━━━━━ READING TEXT

Security across the volatile Darfur region of Sudan has deteriorated since last week’s military takeover in Khartoum, the UN Security Council heard on Wednesday, but the peacekeeping mission in Darfur has “remained vigilant” in the face of rising violence. 

UNAMIDUNAMID and Humanitarian Country Team providing assistance to mudslide victims in East Jebel Marra, South Darfur.

Jeremiah Mamabolo,  Joint Special Representative for the UN-African Union Hybrid mission, UNAMID, updated members on events since the ousting of former president of 30 years, Omar al-Bashir, with news reports suggesting on Wednesday that he had now been transferred to prison. 

Mr. Mamabolo said that with one General already forced out of office in the face of continuing protests, the daily curfew has now been lifted, and political detainees are due to be released, with a nationwide ceasefire now in place.  

“Yesterday, the Chief Justice and the Attorney General were replaced”, he said, adding that the new military leader, General Abdel Fattah Al-Burnhan, had announced a “military transitional phase” which would last two year at most, before a handover to civilian control. 

But protests are continuing he said, noting that some internally-displaced people, or IDPs in Darfur – where military action by the former president against civilians led to war crimes charges against him by the International Criminal Court a decade ago – had “engaged in violent acts” targeting Government locations, and those seen as collaborators with the former regime.

━━━━━━━━━━

Would you resume the news report on Darfur's security after the Khartoum takeover, starting right after its final sentence?

━━━━━ PROVIDED DATA

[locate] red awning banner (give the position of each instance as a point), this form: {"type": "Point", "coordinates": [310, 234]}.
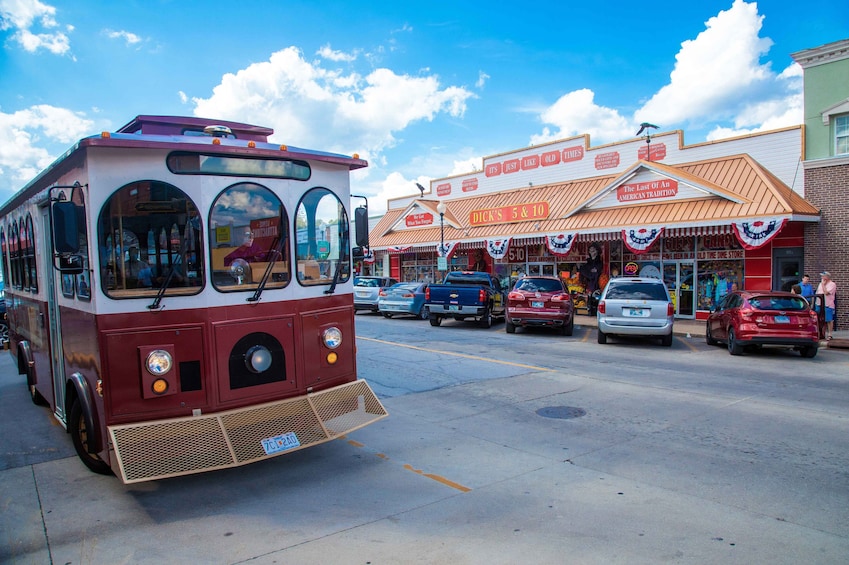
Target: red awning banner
{"type": "Point", "coordinates": [497, 248]}
{"type": "Point", "coordinates": [756, 233]}
{"type": "Point", "coordinates": [561, 243]}
{"type": "Point", "coordinates": [638, 240]}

━━━━━━━━━━

SOLVED PROBLEM ▸
“Let me assure the Council that in the midst of all these developments, UNAMID has remained vigilant, maintaining a robust posture, particularly in the Jebel Marra area of responsibility, which is where we have peacekeeping troops”, he added. 

The mission is currently drawing down, but the political landscape “has drastically changed, and has the potential to affect our mandate implementation going forward”, said the top official in Darfur, citing a postponement of a sector headquarters handover that was due to take place on Monday.  

“The incidents of violence in Darfur IDP camps in reaction to the events in Khartoum, attest to the fragility of the security situation in Darfur, which had hitherto been increasingly calm and stable”, excepting Jebel Marra, said Mr. Mamabolo.  

He urged Council members that the international community now “has an opportunity to initiate and sustain dialogue with the new authorities in Sudan. This would help create a conducive environment for UNAMID’s departure, and the international community’s follow-on engagement in Darfur. 

OCHA/Sari OmerA WFP food distribution to Sudanese IDPs near the Murta settlement, Kadugli, in South Kordofan state. (May 2018)

‘Regular operations’ continue for humanitarians in Sudan: UN deputy relief chief 

Although regular operations have not been affected by the political crisis, the UN deputy Emergency Relief Coordinator told Council members that humanitarians across Sudan were “very concerned about the protection of civilians” – particularly in Darfur, where localized fighting is continuing.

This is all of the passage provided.